#### MATERIAL PROVIDED ####
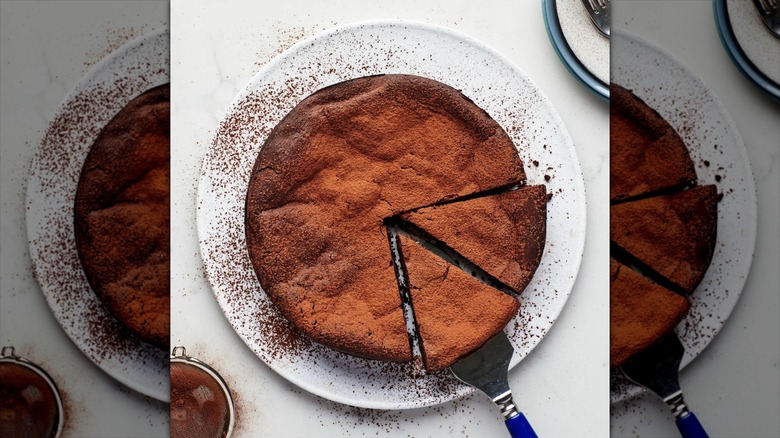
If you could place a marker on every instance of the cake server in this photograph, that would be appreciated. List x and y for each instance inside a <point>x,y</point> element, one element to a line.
<point>656,368</point>
<point>486,370</point>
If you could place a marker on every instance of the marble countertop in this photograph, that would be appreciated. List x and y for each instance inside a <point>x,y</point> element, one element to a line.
<point>734,385</point>
<point>216,49</point>
<point>47,47</point>
<point>563,386</point>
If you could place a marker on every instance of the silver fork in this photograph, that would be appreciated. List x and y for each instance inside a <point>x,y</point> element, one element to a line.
<point>769,10</point>
<point>598,10</point>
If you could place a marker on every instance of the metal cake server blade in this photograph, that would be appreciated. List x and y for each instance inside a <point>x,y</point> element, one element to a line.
<point>656,368</point>
<point>486,370</point>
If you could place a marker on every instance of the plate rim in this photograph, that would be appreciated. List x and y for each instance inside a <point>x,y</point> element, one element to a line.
<point>566,54</point>
<point>737,55</point>
<point>158,387</point>
<point>203,223</point>
<point>636,390</point>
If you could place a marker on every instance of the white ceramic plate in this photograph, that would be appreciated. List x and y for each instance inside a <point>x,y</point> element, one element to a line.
<point>360,50</point>
<point>720,157</point>
<point>51,189</point>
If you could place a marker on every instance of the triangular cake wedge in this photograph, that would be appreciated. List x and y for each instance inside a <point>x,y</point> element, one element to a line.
<point>455,313</point>
<point>674,235</point>
<point>646,153</point>
<point>503,234</point>
<point>640,312</point>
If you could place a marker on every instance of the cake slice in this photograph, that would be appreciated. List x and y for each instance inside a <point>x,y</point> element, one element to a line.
<point>455,313</point>
<point>674,235</point>
<point>646,153</point>
<point>640,312</point>
<point>503,234</point>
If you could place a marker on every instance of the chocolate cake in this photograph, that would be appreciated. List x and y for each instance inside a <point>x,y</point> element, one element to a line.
<point>455,313</point>
<point>646,153</point>
<point>333,170</point>
<point>640,312</point>
<point>121,216</point>
<point>504,234</point>
<point>662,226</point>
<point>674,234</point>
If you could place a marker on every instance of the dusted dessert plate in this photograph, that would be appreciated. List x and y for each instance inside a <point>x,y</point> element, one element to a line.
<point>720,158</point>
<point>348,52</point>
<point>51,191</point>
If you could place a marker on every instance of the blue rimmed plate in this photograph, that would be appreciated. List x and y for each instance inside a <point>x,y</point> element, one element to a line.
<point>581,48</point>
<point>751,47</point>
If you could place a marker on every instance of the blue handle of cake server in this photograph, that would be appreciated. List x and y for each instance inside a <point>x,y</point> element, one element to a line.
<point>519,427</point>
<point>690,427</point>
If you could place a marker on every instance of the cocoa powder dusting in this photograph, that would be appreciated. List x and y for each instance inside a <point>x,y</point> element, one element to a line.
<point>227,169</point>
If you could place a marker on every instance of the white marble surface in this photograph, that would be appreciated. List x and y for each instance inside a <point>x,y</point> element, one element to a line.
<point>216,48</point>
<point>734,385</point>
<point>46,48</point>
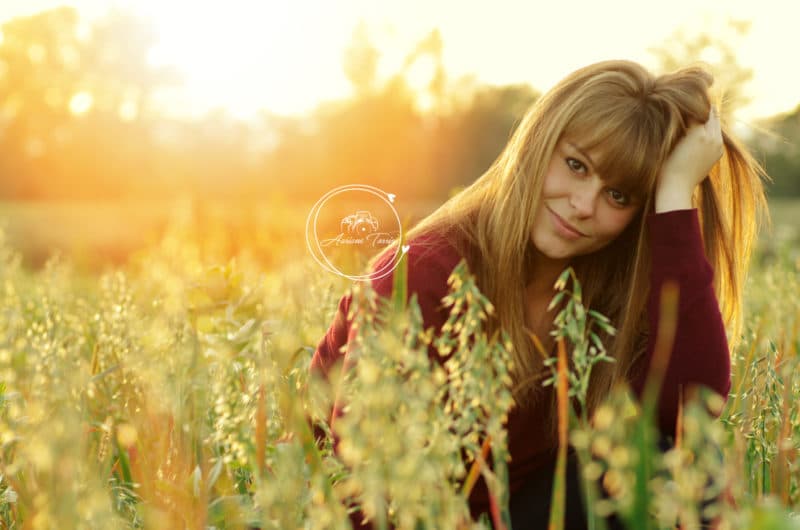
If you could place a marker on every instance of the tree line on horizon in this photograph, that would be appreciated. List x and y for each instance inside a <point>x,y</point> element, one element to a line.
<point>79,119</point>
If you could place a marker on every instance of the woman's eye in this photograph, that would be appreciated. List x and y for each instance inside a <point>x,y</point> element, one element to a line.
<point>620,198</point>
<point>576,165</point>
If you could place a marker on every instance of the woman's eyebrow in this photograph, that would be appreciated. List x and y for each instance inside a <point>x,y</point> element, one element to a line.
<point>579,150</point>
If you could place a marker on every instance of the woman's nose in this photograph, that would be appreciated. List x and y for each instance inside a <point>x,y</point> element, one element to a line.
<point>583,199</point>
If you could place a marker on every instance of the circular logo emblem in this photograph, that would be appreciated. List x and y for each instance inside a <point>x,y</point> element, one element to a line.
<point>350,224</point>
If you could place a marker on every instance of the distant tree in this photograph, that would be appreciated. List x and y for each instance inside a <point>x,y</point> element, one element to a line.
<point>778,147</point>
<point>75,103</point>
<point>716,49</point>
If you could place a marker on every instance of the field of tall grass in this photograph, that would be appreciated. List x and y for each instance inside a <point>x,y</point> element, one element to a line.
<point>172,391</point>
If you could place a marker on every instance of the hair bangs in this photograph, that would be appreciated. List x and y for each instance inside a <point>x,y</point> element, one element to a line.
<point>626,143</point>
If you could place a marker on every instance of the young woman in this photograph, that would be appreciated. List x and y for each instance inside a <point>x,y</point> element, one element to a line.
<point>629,178</point>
####
→ THE TASK
Print the items above exactly as they appear, beginning with the line that contains "of the cocoa" and continuing through the line that contains "<point>46,48</point>".

→ OUTPUT FOR THIS EXERCISE
If you could place a marker on every instance of the cocoa powder dusting in this photograph, that would be appreciated. List x and y for each instance inside a <point>x,y</point> element, one element to a line.
<point>227,169</point>
If you could place a marker on every instance of the white marble surface in this photograph, that would be appreciated. List x and y for each instance inside a <point>x,y</point> element, one element to a line.
<point>216,48</point>
<point>734,385</point>
<point>46,48</point>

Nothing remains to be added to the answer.